Work to complete
Copy every line of the following data word for word, without any changes.

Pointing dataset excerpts
★ ★ ★ ★
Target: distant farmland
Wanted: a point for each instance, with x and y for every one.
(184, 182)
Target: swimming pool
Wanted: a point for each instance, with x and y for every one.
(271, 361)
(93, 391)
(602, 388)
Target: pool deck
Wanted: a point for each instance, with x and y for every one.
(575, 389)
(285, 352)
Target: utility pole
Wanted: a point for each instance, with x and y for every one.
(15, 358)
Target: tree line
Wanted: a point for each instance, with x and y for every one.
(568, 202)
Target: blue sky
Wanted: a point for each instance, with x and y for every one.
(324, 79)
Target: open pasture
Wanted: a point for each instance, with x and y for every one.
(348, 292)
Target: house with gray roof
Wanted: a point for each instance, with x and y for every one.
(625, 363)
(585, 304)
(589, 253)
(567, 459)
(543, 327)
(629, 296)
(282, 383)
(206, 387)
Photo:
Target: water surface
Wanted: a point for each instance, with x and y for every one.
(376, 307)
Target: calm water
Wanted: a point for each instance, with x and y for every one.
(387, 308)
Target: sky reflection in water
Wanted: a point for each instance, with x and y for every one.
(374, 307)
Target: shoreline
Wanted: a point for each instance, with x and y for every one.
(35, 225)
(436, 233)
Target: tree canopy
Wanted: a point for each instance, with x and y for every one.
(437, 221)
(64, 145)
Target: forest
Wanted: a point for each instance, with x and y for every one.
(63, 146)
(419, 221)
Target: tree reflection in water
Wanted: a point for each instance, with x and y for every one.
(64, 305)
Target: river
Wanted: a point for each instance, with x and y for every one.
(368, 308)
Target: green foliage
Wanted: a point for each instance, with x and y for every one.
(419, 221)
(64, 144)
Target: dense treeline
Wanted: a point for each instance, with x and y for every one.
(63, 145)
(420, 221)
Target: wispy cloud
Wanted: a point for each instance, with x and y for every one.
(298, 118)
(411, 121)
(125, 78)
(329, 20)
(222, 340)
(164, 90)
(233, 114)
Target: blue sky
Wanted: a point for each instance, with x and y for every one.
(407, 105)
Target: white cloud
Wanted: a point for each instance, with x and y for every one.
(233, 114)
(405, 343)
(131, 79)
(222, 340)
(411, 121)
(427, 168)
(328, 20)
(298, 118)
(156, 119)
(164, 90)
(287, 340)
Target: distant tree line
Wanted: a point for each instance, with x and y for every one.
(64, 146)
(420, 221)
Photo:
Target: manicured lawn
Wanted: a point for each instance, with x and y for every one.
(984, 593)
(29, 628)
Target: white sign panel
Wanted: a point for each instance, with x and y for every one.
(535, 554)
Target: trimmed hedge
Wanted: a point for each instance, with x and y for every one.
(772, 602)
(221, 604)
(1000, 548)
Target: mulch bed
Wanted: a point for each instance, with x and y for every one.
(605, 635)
★ ★ ★ ★
Solution
Target: distant farmland
Wanted: a point for each instance, with x and y for every one.
(184, 182)
Target: swimming pool
Wanted: a point for each instance, with x and y for every one.
(271, 361)
(93, 391)
(602, 388)
Target: pool deck
Wanted: a point for each instance, with x and y for every one.
(575, 389)
(285, 352)
Target: utility pole
Wanted: a point for each instance, with x and y for every one.
(15, 358)
Target: tree line
Wanted: a point for each instance, with x and y for every one.
(568, 202)
Target: blue sky
Wanted: a point for each instance, with x and y for every one.
(324, 79)
Target: open pasture
Wanted: a point for each instance, with x and y for every one.
(348, 292)
Target: house with gray roof
Wanted: a point for each instance, with x and y for every one.
(625, 363)
(585, 304)
(589, 253)
(567, 459)
(543, 327)
(629, 296)
(282, 383)
(206, 387)
Photo:
Target: water surface
Wanted: a point for each instance, with x and y for every one.
(376, 307)
Target: calm water
Wanted: a point for each instance, with x and y for every one.
(387, 308)
Target: sky reflection in water
Wanted: a point for each instance, with x and y for every one.
(374, 307)
Target: shoreline
Wanted: a point for each instance, with x and y for every one.
(35, 225)
(436, 233)
Target: tree canopy
Wanted: a point for each instance, with x and y for every one.
(437, 221)
(64, 145)
Target: forest
Wanted: a point for each instance, with x and y for every one.
(63, 146)
(419, 221)
Target: tree reflection in water
Wanted: a point for each instance, with x and y for every one.
(64, 305)
Target: river
Wanted: a point for each instance, with x and y for every one.
(368, 308)
Target: green foliage
Wanted: a point for each instance, with x and y for every one.
(419, 221)
(64, 144)
Target: dense treeline
Wanted: a point for each instance, with x and y for every one.
(63, 145)
(420, 221)
Target: wispy cloud
Wanted: a point for each instance, with x and y for every one.
(298, 118)
(411, 121)
(125, 78)
(329, 20)
(222, 340)
(164, 90)
(233, 114)
Target: blue sky
Wanted: a point for each instance, with x and y for every one.
(407, 105)
Target: white cloud
Wanted: a point for each instance, with x and y for every one.
(233, 114)
(405, 343)
(131, 79)
(222, 340)
(411, 121)
(427, 168)
(328, 20)
(298, 118)
(156, 119)
(164, 90)
(287, 340)
Target: distant tree line
Wanted: a point for each instance, with x and y for every one.
(64, 146)
(420, 221)
Photo:
Target: manicured lawn
Wanted: a point for each instance, with x and y for every one.
(984, 593)
(29, 628)
Target: white sign panel
Wanted: a point for each instance, with x and y for every one.
(535, 554)
Target: trimmed hedge
Wanted: a point for each instance, with x and y for every one.
(772, 602)
(221, 604)
(1000, 548)
Target: mulch bed
Wanted: a point for each instance, with x and y for every one.
(605, 635)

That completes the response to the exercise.